Given exercise »
In the data below, format each line from the one containing "Note: we are tagging the window" through the one containing "43), (20, 20)]", inclusive, as a string in a JSON list, skipping any blank lines.

--

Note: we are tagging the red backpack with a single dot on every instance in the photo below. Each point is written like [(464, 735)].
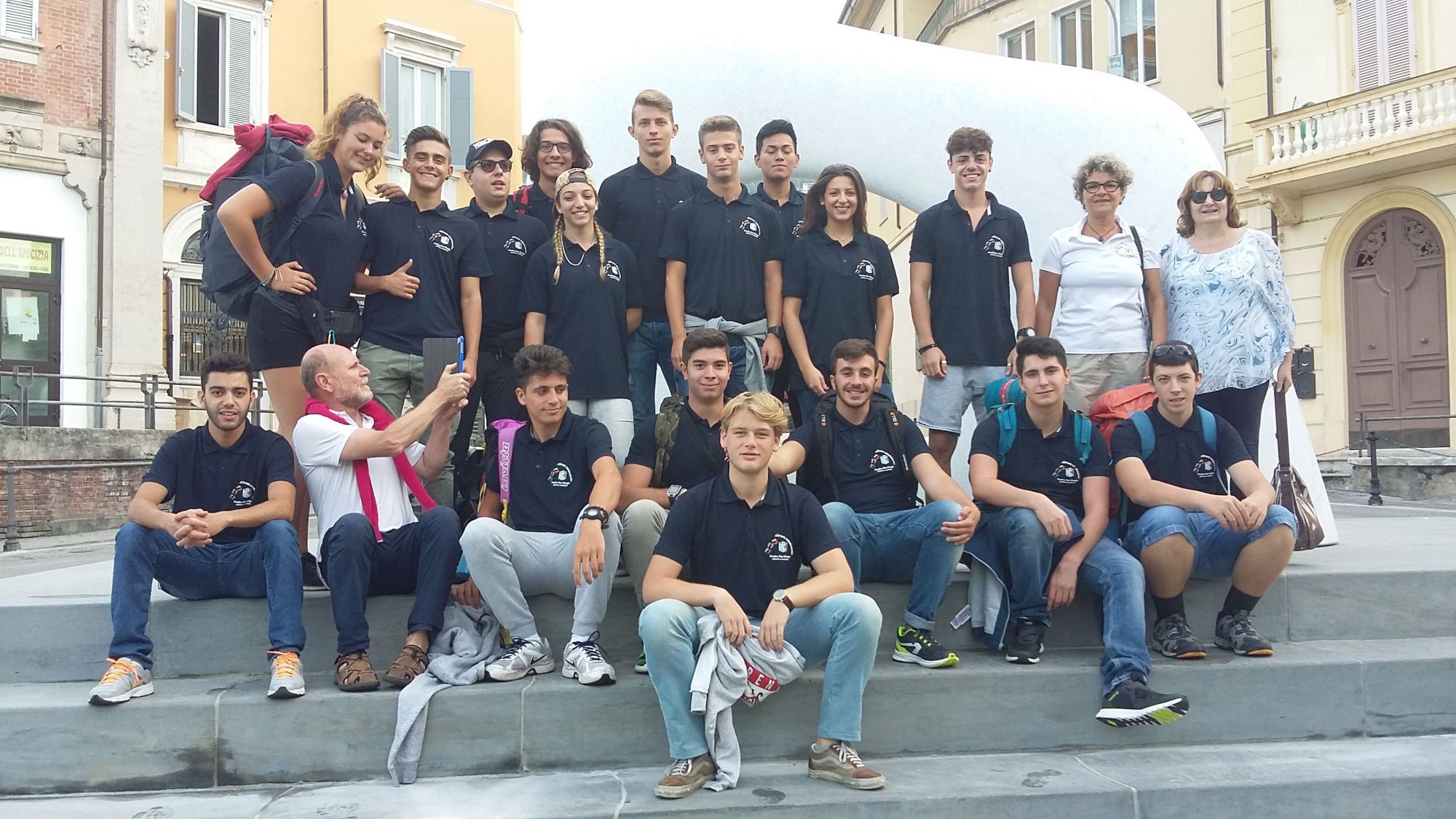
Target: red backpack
[(1110, 410)]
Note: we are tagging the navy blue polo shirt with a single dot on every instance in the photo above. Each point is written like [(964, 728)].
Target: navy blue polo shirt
[(1049, 465), (970, 279), (446, 248), (724, 247), (510, 240), (752, 553), (534, 202), (866, 470), (791, 213), (1180, 455), (551, 480), (330, 242), (839, 286), (633, 206), (202, 474), (698, 451), (586, 312)]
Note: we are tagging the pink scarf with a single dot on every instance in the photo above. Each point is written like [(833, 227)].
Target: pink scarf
[(407, 471)]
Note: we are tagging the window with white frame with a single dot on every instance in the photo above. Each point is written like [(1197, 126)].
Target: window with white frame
[(1385, 41), (1074, 36), (218, 65), (1138, 40), (1021, 43), (20, 20)]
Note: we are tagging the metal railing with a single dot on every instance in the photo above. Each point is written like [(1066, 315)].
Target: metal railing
[(17, 410), (1371, 440)]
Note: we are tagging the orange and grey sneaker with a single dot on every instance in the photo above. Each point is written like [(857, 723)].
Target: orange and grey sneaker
[(355, 672), (841, 764), (288, 676), (124, 679)]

--

Written solution »
[
  "Note: we are tagging the window with white frame with a single dot on every instance in the photo above. Each point is written like [(1197, 126)].",
  "Target: window with white frame",
  "[(1385, 41), (1074, 36), (218, 65), (1138, 40), (1021, 43), (20, 20)]"
]